» Task instructions: Begin at the line containing "like [577, 556]." in the data below and go on through the line containing "like [724, 735].", repeating each line exactly; include both ends and no other line.

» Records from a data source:
- - -

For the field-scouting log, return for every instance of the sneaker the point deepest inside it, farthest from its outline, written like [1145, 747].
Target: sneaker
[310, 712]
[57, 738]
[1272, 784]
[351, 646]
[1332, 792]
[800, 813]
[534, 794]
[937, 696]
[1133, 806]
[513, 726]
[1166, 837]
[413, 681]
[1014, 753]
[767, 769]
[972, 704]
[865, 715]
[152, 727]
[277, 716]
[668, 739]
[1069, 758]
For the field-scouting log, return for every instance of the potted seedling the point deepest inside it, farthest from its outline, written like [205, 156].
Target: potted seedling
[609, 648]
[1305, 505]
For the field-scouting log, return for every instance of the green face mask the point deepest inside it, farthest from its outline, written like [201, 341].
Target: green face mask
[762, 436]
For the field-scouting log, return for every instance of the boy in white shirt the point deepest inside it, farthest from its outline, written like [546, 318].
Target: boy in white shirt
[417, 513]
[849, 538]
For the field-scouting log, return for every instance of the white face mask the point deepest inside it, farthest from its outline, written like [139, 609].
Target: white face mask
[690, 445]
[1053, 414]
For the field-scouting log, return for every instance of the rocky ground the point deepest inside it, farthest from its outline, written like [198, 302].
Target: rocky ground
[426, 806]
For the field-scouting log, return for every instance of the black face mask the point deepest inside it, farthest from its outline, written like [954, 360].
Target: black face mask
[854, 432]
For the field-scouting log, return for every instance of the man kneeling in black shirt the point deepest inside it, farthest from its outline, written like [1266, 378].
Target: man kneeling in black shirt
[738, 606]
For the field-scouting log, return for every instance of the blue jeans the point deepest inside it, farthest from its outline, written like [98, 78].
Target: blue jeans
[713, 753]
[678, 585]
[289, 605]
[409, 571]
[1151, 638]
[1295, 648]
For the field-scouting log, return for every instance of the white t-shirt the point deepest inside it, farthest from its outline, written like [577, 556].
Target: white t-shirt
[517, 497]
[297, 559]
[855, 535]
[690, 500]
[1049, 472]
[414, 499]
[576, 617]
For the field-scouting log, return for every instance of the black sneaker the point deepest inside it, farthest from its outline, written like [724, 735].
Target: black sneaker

- - -

» Exercise answer:
For the field-scouting log, return for every instance of the white t-shirt the point deepest inside it, farthest from its outline, written like [577, 556].
Target: white t-shirt
[517, 497]
[297, 559]
[855, 535]
[690, 500]
[1049, 472]
[414, 499]
[576, 617]
For the field-scouting log, return for every instance of the black sneaker the point deepest inside it, farthest from its outline, written like [724, 735].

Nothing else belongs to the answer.